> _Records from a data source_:
------------------------------------

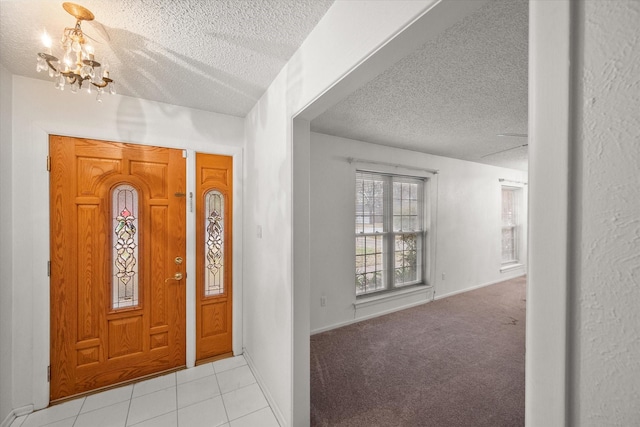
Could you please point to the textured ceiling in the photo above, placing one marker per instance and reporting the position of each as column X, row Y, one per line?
column 213, row 55
column 453, row 96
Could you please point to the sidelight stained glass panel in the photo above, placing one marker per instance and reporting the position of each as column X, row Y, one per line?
column 214, row 243
column 124, row 211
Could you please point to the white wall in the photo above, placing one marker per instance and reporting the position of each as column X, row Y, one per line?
column 6, row 256
column 467, row 238
column 347, row 34
column 39, row 109
column 606, row 322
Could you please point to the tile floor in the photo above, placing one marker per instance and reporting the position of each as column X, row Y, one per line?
column 222, row 393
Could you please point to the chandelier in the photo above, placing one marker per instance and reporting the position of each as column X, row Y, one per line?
column 78, row 66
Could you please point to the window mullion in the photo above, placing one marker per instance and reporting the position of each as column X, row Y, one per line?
column 389, row 233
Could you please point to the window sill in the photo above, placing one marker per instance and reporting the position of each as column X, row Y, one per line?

------------------------------------

Output only the lines from the line that contains "Could you please point to the window mullion" through the end of the entries, both included, exactly as they appear.

> _Final answer_:
Could you please point to the window mullion in the photo above, placing one marker per instance and reporting the position of each as column X, row Y, one per line?
column 389, row 233
Could you please point to the window sill in the photo above, placing one marker per instance and reporting the position of each as column X, row Y, one per line?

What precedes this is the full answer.